*** Opening Provided data ***
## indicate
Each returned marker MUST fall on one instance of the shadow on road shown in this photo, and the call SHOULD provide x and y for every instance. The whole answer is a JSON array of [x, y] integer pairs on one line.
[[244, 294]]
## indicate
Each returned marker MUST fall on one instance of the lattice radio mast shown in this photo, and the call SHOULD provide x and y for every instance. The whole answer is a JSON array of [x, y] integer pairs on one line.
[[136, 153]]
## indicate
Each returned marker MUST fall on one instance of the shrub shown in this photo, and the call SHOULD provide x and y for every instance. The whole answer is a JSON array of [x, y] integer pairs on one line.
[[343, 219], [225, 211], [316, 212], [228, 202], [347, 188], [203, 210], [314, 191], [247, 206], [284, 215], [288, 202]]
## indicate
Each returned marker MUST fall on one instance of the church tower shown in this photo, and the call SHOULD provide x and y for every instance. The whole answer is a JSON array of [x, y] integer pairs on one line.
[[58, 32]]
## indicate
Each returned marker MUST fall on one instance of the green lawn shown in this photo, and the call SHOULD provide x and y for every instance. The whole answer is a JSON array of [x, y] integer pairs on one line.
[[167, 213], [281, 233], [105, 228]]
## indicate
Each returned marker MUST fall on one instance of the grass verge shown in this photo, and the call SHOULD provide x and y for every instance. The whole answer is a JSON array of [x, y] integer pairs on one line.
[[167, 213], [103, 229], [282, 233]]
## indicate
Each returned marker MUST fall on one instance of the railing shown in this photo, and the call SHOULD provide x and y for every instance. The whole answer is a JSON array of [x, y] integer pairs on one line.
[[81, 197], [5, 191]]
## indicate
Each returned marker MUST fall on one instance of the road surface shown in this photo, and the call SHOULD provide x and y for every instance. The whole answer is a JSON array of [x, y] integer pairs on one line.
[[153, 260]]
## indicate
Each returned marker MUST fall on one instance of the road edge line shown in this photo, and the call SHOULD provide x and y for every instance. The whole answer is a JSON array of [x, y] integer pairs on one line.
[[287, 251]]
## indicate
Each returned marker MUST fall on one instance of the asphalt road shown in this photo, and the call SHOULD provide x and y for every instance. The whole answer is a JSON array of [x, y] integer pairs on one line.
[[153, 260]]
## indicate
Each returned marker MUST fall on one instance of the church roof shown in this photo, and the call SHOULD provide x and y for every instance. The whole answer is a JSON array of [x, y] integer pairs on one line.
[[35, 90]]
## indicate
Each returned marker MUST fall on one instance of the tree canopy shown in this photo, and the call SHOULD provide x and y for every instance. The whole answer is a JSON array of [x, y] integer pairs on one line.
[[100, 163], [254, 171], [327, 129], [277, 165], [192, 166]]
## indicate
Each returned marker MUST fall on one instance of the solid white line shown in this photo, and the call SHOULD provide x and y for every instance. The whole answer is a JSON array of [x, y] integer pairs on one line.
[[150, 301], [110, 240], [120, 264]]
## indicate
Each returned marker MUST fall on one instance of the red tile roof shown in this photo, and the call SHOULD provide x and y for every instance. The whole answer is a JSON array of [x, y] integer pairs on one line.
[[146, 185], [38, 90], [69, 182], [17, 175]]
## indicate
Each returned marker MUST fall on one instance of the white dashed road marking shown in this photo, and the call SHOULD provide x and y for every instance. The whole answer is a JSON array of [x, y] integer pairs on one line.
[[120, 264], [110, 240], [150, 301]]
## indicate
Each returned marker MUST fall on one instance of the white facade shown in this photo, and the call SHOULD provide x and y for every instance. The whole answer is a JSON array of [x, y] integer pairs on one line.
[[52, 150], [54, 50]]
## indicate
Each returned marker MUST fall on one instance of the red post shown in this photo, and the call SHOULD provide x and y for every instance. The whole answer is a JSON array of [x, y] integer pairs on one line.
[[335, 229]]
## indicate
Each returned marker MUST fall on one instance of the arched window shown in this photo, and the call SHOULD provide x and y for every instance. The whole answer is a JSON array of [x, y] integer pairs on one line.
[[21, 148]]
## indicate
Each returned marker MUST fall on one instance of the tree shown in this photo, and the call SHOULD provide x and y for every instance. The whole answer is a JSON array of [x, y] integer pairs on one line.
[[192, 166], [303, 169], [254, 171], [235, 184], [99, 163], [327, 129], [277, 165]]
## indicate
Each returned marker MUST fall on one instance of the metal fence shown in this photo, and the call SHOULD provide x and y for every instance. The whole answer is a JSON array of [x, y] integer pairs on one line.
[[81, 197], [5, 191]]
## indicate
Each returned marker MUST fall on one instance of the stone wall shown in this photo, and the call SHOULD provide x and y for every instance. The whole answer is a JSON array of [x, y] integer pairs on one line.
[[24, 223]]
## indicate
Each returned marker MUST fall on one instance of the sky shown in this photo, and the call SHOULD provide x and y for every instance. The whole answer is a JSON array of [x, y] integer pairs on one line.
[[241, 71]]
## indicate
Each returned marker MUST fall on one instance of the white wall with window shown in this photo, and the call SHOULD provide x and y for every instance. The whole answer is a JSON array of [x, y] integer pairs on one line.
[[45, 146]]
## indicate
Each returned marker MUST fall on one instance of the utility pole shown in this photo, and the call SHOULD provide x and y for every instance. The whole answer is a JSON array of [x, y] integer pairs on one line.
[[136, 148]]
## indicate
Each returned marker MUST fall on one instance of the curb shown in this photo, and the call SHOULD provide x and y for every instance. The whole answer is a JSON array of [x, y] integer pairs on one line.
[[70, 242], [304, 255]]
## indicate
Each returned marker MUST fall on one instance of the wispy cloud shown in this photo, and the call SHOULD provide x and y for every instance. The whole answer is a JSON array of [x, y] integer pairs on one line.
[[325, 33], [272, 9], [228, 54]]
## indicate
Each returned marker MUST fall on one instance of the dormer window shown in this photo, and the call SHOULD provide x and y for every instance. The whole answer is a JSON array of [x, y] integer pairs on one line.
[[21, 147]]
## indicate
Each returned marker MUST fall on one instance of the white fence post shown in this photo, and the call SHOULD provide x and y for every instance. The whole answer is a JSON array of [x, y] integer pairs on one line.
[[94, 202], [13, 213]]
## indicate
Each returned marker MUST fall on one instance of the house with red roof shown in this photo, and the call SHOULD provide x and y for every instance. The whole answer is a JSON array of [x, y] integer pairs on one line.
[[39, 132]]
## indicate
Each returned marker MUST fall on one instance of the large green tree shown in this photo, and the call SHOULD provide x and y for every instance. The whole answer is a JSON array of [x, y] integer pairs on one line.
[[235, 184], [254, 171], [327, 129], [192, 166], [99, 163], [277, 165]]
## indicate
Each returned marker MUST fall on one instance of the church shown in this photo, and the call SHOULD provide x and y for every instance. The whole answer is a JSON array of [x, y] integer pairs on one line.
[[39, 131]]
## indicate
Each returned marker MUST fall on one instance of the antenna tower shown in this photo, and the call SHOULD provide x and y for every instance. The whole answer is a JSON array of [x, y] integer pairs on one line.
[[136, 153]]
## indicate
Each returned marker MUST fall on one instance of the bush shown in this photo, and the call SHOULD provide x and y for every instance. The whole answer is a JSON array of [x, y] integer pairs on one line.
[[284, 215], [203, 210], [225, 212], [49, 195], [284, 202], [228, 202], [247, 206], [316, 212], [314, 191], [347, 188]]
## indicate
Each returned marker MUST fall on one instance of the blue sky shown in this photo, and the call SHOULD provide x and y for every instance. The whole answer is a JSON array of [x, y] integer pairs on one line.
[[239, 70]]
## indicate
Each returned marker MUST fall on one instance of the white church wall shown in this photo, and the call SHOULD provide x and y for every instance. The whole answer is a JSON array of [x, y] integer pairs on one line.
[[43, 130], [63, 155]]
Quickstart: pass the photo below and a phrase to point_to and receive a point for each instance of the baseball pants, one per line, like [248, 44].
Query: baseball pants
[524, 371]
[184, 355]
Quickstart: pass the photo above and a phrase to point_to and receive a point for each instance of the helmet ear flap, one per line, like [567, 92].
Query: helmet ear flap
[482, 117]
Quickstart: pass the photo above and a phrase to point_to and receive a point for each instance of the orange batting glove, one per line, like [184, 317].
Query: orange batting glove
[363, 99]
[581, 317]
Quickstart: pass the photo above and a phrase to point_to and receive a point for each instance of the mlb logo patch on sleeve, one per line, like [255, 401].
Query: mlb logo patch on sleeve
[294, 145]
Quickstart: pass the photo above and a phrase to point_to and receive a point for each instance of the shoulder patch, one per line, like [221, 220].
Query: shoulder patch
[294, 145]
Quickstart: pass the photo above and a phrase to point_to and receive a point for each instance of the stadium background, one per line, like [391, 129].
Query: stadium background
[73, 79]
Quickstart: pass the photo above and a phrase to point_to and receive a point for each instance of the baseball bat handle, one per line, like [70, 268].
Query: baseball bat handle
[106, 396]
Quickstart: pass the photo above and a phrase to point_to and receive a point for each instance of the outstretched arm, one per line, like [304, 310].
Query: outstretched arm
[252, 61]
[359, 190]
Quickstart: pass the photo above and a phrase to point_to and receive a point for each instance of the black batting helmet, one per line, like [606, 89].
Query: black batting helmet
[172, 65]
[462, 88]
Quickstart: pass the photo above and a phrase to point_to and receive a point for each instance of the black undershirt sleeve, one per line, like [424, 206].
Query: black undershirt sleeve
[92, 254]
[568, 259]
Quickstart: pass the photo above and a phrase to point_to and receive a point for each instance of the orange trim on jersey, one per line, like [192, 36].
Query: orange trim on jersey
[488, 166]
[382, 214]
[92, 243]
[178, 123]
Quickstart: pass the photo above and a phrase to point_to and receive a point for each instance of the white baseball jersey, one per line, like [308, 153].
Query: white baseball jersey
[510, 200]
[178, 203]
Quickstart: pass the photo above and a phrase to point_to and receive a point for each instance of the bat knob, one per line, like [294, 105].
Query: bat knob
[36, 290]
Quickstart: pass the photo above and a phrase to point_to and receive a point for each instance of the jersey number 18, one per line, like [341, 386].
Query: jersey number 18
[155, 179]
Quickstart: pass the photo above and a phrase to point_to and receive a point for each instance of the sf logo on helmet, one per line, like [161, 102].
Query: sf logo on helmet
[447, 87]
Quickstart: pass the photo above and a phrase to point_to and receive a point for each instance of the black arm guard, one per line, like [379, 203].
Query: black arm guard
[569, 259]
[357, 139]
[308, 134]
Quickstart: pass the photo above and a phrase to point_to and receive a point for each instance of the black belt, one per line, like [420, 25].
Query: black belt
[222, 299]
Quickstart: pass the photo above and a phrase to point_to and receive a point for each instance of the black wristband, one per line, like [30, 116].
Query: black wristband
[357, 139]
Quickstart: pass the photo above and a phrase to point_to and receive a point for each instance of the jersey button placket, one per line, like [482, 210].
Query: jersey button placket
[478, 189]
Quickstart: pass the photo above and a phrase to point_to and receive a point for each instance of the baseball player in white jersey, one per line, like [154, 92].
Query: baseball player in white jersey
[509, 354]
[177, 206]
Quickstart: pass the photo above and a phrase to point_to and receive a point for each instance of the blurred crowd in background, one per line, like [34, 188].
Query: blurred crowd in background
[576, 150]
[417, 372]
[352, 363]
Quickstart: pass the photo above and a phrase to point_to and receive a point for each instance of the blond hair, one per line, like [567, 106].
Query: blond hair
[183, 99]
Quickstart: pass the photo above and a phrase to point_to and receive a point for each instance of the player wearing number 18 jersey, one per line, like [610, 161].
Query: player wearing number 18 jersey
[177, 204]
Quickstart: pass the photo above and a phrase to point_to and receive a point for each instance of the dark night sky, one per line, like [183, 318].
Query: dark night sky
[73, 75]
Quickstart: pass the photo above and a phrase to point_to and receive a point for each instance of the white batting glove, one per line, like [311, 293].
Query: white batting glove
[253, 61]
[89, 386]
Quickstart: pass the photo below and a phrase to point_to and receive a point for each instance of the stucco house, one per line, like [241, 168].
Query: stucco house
*** Closing Provided data ***
Work order
Please return only the lines from the one that contains "like [311, 293]." through the final line of the entries, each exactly as written.

Exercise solution
Quickstart: pass the photo above and a phrase to point_to and receive a point for each instance of the white batting glove, one per line, like [311, 293].
Query: white batting glove
[253, 61]
[89, 386]
Quickstart: pass the photo below and a phrase to point_to and receive a point for each instance of the stucco house, one per line, like [241, 168].
Query: stucco house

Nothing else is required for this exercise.